===== SUPPLIED PASSAGE
Supporting quality of life in feline patients with chronic kidney disease
Chronic kidney disease (CKD) is a progressive terminal disease that is commonly seen in cats in small animal veterinary practices. Veterinary nurses will be involved in caring for these patients during the diagnostic and treatment phases including providing end-of-life care when symptoms increase and the patient either dies a natural death or is euthanased. Palliative or hospice care will be provided by owners in the home environment. Veterinary nurses have a role in supporting owners to deliver high quality care to their pet and when making difficult decisions about their pet's death.
Chronic kidney disease (CKD) is defined as a progressive and irreversible loss of renal function over a period of 3 months or longer (Polzin, 2011). Marino et al (2014) established that 50% of 86 randomly selected cats, recruited from a veterinary practice, showed signs of CKD. This is considerably higher than the 30% incidence level previously reported in the literature (Lulich et al, 1992). The difficulty in detecting early stages of kidney disorder may mean that the actual percentage is much higher within the feline population.
CKD may be influenced by genetic, individual and environmental factors (Jepson, 2016). Decline in kidney function is considered normal in ageing animals (Polzin, 2011), however incidences of CKD in much younger patients indicates that age is not the only influencing factor. One suggested theory is that following an initial insult to the kidney, resulting in nephron damage, the kidneys try to compensate for the loss of function, resulting in further damage and nephron loss (Finco et al, 1999).
==========
===== INFORMATION PROVIDED
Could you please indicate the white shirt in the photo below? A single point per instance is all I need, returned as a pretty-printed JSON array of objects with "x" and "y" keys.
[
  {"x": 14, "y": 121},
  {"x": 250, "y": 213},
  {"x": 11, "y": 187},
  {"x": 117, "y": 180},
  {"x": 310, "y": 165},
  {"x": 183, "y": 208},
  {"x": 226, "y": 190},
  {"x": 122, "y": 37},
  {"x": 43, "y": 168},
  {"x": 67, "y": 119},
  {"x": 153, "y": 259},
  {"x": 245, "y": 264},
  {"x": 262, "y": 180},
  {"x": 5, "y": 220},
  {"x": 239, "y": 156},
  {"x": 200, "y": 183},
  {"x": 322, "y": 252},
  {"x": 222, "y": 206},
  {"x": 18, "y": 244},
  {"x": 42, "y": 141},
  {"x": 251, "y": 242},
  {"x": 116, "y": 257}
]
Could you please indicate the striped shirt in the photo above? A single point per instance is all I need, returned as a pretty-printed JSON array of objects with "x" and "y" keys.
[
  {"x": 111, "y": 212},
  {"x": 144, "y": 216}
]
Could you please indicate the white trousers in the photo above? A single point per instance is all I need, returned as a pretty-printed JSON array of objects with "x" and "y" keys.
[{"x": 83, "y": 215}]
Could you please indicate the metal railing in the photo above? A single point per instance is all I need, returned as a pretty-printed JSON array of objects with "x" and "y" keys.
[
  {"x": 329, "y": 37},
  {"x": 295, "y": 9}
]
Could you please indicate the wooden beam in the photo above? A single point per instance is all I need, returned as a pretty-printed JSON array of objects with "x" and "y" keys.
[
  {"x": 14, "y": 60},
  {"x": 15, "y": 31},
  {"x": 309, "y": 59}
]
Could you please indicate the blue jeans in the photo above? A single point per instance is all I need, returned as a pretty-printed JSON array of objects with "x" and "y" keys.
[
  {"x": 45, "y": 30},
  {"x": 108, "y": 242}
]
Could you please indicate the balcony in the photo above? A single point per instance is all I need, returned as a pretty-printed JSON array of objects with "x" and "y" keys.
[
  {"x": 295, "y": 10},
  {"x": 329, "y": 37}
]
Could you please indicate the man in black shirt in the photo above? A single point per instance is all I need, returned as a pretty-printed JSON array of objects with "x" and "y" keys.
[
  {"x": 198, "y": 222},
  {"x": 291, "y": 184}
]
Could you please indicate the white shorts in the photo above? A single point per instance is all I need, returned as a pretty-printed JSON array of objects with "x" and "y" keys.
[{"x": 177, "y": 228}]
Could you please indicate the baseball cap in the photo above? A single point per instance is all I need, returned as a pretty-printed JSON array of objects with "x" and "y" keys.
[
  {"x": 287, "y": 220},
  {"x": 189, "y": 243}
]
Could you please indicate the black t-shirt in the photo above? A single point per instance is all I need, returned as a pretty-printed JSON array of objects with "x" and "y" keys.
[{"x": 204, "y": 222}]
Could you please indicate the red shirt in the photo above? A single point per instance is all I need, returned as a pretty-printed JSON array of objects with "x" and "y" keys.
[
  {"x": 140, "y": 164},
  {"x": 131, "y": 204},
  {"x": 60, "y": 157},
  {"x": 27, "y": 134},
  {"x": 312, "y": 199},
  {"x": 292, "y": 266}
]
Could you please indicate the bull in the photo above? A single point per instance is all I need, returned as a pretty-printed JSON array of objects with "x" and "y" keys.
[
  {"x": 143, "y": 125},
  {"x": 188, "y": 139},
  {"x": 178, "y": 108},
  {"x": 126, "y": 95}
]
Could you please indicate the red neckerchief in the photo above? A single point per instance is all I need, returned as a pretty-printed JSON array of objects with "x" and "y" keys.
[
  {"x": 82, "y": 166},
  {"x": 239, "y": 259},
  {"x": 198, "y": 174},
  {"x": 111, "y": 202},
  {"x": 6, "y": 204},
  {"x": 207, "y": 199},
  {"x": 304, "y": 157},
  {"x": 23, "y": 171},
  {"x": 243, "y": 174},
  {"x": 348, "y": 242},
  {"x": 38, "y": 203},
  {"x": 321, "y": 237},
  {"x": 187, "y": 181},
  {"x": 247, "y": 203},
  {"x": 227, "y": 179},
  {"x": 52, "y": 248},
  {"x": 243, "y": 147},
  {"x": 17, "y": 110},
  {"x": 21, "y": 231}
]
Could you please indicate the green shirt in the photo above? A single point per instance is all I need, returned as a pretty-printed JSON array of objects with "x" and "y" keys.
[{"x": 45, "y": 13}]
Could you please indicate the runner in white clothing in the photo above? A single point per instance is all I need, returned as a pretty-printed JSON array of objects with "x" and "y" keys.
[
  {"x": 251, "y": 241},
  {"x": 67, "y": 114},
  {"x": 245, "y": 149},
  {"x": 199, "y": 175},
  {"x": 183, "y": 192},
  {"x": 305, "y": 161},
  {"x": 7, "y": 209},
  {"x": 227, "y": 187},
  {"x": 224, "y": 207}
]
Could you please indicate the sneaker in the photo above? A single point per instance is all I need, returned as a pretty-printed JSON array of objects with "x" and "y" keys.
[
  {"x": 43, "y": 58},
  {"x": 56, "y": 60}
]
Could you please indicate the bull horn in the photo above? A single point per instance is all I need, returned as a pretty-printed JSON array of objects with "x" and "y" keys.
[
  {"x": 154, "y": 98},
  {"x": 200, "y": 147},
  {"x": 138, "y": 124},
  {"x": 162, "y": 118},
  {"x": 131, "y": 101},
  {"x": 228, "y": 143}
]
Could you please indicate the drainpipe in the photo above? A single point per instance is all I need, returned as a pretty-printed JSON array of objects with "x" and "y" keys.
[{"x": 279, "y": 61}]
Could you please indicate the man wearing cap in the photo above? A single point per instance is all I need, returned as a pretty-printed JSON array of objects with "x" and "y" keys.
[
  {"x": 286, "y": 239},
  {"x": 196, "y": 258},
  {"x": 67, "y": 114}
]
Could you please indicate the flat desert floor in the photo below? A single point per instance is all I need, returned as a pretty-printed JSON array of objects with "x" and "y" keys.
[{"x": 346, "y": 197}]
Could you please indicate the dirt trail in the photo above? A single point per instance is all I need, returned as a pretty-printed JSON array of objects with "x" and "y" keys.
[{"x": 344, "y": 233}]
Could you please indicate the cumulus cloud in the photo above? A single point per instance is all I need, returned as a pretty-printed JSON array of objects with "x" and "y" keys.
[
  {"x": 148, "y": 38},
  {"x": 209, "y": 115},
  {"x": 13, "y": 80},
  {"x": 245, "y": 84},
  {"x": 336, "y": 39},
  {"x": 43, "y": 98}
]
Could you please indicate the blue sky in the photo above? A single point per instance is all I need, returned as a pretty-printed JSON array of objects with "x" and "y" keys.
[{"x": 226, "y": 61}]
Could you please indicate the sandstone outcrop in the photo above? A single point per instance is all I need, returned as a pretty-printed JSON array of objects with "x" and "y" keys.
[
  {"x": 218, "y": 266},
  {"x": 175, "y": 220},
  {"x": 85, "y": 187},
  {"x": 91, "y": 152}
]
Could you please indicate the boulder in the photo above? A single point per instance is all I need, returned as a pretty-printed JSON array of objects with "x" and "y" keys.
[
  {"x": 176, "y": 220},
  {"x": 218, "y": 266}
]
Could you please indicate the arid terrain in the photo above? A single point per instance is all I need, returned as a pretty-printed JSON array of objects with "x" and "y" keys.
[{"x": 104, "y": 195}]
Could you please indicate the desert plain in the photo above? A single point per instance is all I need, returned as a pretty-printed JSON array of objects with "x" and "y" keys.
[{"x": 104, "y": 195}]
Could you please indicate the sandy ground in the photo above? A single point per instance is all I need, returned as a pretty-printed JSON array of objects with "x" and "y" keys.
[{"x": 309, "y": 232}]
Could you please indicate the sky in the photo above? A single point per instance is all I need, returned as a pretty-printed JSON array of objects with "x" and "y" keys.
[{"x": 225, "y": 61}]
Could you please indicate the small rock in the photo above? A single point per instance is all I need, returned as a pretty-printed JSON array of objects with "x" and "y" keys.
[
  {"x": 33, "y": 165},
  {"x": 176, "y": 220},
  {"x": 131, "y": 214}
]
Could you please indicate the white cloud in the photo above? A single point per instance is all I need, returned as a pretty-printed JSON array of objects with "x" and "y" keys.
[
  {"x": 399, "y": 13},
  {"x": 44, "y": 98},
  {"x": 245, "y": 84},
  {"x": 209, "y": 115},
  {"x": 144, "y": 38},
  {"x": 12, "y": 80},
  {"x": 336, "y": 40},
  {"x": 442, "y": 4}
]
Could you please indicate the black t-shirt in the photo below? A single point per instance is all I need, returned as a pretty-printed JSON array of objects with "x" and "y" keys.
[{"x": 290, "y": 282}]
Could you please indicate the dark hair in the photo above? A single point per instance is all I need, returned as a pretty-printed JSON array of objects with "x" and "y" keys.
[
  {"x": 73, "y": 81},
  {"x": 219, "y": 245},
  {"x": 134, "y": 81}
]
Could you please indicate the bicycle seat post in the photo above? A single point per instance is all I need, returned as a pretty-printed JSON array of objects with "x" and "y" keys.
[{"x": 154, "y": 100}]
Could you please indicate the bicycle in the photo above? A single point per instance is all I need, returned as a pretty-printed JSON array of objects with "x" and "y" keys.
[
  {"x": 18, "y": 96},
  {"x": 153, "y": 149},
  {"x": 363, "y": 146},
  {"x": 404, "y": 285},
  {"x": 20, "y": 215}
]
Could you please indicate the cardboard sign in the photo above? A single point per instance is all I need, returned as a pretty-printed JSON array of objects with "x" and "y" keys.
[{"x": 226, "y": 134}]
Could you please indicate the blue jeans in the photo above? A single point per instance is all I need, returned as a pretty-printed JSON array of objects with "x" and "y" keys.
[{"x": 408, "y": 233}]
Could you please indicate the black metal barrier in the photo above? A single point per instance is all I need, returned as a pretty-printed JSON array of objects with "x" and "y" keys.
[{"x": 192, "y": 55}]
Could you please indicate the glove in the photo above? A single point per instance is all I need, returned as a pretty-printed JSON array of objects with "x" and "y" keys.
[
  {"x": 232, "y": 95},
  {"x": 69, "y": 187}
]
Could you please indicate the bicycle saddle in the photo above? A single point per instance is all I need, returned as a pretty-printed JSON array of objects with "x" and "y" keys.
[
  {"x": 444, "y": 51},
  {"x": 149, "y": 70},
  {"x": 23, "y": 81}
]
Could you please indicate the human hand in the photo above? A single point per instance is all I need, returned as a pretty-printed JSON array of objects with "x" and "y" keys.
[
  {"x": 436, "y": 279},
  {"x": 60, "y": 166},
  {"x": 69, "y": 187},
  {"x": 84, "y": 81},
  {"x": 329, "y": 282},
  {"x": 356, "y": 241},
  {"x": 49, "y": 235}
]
==========
_WHAT TO WORK ON_
1) From the passage on feline kidney disease, echo the wording that begins at the words "Chronic kidney disease (CKD) is defined" and stops after the words "the feline population.".
2) Answer these questions from the passage on feline kidney disease.
(a) Who provides palliative or hospice care, and in what setting?
(b) Over what minimum period must renal function be lost for the condition to meet the CKD definition?
(c) What three kinds of factors may influence CKD?

_ANSWERS TO THE PROBLEMS_
1)
Chronic kidney disease (CKD) is defined as a progressive and irreversible loss of renal function over a period of 3 months or longer (Polzin, 2011). Marino et al (2014) established that 50% of 86 randomly selected cats, recruited from a veterinary practice, showed signs of CKD. This is considerably higher than the 30% incidence level previously reported in the literature (Lulich et al, 1992). The difficulty in detecting early stages of kidney disorder may mean that the actual percentage is much higher within the feline population.

2)
(a) Owners provide it in the home environment.
(b) 3 months.
(c) Genetic, individual and environmental factors.